## Yazılı yönerge
Aşağıda, listeden önce yer alan ve aynanın pastan arınmasını ve insanın en güzel biçimde yaratılışını anlatan metin parçasını, son cümlesinden sonra kaldığı yerden alıp sürdür.

Tercüme: “Aşk, bu sözün dışarıya çıkmasını ister. Aynanın gammâz olmaması nasıl olur? Bilir misin, senin aynan niçin gammâz değildir? Çünkü onun yüzünden pas giderilmemiştir. Alâyiş pasından kurtulmuş olan ayna, Hudâ güneşi nûrunun ışığından dolu olur. Git, yüzünden pası temizle; ondan sonra o nûru idrâk et!”

Hak Teâlâ hazretlerinin bu kerîm olan açığa çıkışı hakkında Kur’ân-ı mecîdinde “Lekad halaknel insâne fî ahseni takvîm” (Tîn, 95/4) ya'nî “Biz insanı gâyet güzel bir taayyünde ve bir şekilde hálk ettik” buyurur. Çünkü onun taayyünü ve insânî sûreti, Hakk’ın isimlerine âit toplayıcılık ile açığa çıkmasına müsâittir. Sen bu âyet-i kerîmedeki işâreti çok iyi düşünüp ma’nâsını derinlemesine araştır! Çünkü o ilâhî ma‘rifeti özleridir; ve ilâhî hikmetin pınarlarıdır. Her ne zaman sana ilâhi ma'rifette bir zorluk olursa insanı tetkîk et! O zorluğun n hallolur. “İkra’ kitâbek, kefâ bi nefsikel yevme aleyke hasîbâ” (İsrâ, 17/14) ya‘nî “Kendi kitâbını oku! Hesap görücü olarak o kitap nefsine bugün yeter.”

## Alıntı veriler
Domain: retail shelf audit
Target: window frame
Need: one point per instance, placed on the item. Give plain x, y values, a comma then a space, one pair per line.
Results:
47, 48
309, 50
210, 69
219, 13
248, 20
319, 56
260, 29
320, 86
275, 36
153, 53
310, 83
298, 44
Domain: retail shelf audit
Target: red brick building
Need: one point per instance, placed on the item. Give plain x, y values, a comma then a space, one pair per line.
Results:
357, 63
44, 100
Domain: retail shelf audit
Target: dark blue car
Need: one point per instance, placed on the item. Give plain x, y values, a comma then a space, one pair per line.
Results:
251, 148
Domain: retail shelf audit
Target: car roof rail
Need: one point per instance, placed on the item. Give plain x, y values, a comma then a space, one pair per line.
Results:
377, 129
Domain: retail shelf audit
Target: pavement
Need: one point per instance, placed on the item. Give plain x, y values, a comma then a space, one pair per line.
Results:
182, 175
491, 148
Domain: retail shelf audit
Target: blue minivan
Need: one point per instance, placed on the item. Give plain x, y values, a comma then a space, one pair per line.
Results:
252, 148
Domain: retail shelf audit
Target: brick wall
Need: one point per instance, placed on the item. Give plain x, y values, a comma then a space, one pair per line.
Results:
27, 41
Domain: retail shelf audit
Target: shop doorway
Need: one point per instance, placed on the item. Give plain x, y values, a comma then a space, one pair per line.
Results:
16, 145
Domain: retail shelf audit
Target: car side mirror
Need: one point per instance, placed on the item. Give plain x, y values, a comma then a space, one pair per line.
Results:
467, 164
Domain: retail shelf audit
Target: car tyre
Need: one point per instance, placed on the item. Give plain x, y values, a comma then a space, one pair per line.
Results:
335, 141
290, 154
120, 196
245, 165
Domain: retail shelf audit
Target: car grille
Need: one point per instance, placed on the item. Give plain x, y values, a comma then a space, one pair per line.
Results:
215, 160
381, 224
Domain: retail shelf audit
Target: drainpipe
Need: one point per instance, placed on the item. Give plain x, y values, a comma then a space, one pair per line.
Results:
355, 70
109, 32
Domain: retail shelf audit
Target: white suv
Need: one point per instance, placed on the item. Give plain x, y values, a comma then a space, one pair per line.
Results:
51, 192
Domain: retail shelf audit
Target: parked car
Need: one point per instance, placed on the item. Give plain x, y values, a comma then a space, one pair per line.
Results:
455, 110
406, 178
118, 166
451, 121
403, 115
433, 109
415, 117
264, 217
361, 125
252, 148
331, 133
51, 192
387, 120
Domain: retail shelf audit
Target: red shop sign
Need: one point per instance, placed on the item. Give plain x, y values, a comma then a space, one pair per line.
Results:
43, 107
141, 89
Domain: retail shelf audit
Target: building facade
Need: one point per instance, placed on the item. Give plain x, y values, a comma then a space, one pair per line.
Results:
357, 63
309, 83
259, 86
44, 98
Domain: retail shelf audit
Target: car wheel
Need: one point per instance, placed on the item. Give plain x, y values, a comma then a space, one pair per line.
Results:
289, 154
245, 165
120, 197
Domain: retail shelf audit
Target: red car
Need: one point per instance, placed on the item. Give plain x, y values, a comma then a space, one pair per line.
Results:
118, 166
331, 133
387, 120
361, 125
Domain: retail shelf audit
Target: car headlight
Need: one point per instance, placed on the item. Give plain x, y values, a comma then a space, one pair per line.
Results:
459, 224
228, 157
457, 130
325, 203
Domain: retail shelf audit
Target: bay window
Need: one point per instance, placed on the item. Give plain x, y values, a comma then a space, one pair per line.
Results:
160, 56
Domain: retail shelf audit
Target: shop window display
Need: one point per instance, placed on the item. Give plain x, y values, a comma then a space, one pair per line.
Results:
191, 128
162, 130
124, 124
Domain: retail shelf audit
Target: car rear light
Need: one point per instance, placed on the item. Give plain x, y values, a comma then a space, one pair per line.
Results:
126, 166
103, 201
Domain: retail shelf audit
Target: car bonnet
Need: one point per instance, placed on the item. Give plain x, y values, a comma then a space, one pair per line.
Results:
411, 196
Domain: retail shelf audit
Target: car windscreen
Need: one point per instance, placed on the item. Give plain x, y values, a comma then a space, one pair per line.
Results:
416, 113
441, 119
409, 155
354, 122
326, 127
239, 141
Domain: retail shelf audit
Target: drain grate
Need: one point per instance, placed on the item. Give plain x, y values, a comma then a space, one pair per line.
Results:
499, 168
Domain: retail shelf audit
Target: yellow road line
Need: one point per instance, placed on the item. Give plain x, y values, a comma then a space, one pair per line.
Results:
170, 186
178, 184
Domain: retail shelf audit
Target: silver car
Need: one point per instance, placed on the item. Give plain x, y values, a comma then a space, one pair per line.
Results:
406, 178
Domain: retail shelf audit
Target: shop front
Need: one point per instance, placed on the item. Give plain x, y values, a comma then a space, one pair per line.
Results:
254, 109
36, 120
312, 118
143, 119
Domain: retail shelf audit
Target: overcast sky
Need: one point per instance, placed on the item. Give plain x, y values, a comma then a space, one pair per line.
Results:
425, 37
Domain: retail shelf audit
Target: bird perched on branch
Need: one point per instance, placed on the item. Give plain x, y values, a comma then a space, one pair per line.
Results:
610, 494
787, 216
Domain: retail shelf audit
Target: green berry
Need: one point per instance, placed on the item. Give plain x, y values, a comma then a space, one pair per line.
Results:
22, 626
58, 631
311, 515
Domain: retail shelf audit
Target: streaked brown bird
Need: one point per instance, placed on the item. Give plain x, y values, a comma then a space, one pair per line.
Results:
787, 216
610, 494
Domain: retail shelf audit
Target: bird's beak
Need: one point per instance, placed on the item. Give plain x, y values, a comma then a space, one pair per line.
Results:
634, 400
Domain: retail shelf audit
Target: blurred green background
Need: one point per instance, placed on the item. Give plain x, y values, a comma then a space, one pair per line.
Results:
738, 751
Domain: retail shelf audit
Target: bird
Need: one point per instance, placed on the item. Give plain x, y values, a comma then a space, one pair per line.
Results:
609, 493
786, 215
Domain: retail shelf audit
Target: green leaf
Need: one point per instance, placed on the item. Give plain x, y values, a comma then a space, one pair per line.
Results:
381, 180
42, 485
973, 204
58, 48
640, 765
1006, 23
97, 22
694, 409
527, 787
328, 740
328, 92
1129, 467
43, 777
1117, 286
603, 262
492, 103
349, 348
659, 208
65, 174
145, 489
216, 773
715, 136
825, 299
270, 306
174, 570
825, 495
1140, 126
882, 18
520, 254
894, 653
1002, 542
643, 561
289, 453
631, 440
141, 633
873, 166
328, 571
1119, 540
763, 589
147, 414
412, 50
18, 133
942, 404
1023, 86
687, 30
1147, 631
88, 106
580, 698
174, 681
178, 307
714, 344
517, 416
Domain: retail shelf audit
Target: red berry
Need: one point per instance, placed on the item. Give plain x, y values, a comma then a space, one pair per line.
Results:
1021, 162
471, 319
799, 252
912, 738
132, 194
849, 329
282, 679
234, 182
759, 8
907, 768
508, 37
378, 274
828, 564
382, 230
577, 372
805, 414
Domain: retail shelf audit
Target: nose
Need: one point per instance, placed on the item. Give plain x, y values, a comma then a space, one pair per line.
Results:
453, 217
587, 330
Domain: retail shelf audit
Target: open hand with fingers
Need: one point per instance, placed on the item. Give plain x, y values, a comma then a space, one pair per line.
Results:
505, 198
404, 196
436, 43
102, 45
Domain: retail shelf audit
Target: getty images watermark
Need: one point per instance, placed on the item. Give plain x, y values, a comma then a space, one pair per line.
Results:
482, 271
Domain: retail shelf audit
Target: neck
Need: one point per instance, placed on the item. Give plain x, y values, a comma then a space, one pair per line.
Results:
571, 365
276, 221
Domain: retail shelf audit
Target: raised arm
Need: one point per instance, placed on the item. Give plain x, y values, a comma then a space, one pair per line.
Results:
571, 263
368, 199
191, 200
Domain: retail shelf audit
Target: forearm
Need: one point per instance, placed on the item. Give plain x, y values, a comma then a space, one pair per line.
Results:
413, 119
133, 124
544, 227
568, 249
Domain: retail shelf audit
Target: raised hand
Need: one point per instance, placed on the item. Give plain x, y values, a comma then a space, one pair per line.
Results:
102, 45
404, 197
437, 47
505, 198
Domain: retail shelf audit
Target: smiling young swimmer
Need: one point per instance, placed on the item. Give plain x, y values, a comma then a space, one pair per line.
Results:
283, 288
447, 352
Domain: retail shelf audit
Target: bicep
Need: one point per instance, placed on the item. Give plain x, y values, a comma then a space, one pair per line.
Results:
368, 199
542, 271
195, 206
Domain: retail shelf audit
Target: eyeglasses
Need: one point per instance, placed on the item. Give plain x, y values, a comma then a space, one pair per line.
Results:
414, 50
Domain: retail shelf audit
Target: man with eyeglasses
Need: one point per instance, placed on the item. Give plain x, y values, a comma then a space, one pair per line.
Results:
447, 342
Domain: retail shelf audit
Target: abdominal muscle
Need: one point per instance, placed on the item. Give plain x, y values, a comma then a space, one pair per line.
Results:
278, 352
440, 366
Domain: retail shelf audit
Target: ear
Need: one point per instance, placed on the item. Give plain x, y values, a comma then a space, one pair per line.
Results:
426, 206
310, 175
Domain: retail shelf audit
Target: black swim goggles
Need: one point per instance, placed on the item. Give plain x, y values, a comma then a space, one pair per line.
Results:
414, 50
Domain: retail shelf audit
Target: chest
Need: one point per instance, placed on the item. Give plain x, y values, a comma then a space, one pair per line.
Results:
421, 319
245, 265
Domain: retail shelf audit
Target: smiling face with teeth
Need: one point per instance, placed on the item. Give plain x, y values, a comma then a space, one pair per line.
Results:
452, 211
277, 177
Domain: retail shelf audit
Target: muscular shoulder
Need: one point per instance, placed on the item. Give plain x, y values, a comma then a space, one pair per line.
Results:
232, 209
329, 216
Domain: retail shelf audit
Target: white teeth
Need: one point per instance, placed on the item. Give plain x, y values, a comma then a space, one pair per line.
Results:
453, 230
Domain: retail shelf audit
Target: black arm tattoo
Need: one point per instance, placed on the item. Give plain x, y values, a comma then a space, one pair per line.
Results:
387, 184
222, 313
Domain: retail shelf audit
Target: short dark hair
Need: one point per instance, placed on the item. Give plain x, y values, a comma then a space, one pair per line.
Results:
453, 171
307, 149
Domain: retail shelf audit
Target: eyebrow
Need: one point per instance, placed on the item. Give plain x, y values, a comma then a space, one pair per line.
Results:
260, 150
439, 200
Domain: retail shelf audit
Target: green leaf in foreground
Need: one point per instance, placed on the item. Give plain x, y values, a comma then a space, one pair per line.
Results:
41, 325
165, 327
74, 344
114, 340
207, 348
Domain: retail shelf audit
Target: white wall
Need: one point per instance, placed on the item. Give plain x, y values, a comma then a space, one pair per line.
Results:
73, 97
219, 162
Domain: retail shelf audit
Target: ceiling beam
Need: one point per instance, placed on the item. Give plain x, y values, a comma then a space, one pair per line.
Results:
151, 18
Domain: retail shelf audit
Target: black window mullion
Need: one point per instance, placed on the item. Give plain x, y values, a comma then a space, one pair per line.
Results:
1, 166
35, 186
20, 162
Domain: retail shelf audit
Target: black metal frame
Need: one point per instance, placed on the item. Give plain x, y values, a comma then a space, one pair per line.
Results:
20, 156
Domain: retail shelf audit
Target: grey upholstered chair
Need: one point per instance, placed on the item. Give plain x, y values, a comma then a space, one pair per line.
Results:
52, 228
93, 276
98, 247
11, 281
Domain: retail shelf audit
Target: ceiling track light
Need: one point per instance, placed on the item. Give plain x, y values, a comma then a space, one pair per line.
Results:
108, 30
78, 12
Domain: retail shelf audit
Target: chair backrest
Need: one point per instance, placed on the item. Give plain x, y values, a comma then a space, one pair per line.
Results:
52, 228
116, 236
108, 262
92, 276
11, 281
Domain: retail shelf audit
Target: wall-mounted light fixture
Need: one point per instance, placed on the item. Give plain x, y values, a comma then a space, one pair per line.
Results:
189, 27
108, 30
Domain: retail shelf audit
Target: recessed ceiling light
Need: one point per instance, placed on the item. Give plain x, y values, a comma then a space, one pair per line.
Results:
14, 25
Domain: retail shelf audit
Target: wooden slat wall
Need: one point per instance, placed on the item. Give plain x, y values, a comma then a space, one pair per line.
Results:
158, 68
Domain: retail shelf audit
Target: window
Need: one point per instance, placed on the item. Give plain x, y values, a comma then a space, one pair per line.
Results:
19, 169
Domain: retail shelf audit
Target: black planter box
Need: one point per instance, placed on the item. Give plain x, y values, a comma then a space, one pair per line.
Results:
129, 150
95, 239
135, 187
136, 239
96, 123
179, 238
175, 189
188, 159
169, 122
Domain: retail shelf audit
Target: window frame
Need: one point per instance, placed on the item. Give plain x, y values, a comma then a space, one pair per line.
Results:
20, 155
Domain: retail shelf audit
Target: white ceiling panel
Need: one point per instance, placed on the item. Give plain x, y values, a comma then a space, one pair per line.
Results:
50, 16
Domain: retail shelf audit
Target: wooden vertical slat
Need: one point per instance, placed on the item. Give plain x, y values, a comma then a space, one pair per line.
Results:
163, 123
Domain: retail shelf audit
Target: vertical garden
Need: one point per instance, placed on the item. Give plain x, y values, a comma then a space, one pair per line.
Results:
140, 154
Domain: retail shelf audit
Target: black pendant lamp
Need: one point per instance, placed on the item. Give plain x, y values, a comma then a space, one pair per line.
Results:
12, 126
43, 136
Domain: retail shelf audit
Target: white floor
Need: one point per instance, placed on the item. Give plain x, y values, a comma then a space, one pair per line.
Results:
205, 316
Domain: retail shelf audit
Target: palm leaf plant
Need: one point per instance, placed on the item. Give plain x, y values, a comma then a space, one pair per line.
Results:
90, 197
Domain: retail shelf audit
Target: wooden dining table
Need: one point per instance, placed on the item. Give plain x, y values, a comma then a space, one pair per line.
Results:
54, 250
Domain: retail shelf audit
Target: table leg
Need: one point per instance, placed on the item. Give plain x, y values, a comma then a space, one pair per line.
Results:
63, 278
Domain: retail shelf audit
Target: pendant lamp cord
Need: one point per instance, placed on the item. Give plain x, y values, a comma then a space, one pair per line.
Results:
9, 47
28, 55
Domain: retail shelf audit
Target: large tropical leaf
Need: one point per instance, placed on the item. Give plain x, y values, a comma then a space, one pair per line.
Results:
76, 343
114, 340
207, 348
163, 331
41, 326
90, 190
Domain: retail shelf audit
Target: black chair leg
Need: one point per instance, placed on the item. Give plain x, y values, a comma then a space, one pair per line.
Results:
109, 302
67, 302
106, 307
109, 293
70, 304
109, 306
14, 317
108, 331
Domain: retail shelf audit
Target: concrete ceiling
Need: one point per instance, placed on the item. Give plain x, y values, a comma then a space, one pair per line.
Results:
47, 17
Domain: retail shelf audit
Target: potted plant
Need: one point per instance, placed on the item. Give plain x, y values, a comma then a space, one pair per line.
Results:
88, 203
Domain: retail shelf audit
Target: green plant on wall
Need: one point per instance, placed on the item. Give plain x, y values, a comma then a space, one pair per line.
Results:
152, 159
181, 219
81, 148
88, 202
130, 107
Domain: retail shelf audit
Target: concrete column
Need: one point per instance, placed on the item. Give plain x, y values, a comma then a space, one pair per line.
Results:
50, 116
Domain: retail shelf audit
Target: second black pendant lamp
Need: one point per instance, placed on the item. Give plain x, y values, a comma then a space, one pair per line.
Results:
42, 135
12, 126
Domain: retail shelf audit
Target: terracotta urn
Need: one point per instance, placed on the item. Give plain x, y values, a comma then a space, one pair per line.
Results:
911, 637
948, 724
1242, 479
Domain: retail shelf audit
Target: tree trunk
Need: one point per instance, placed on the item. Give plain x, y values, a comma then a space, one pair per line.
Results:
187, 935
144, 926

## Sonuç aşağıda
Ve Şeyh-i ârif Ebu’l-Hakem ibn Berrecân (ra) ona “imâm-ı mübîn” ta‘bîr etti. Ve o Hak Teâlâ’nın “Ve ketebnâ lehü fîl elvâhı min külli şey’in” ya’nî “Ve ona levhâlarda her bir şeyden yazdık” (A‘râf, 7/145) sözünde “külli şey’in” ya’nî “her bir şey” ile ta‘bîr olunan “levh-i mahfûz ya’nî muhafazalı levhâ”dır. Ve bu levh-i mahfûz her bir şeyin nasîhatı ve ayrıntısıdır. İşte Şeyh Ebu’l-Hakem (rahimehullâh)ın o levhâya “her bir şey” demesinin delîli budur. Ve onun buna yüklemesi, Hak Teâlâ’nın “ve külle şey’in ahsaynâhu fî imâmin mübîn” ya’nî “Ve her bir şeyi İmâm-ı Mübîn'de saydık“ (Yâsîn, 36/12) sözüne dayanmaktadır. Biz âlemin tamâmını, en aşağısını ve en üstünü insanda sayılmış bulduk. Bundan dolayı onu “imâm-ı mübîn” dedik. Ve onu Allah Teâlâ’nın indinde olan “imâm-ı mübîn”den tenbîh olarak aldık. Şimdi işte bu bizim ondan hazzımızdır. Onu tefekkür et ve iyice incele!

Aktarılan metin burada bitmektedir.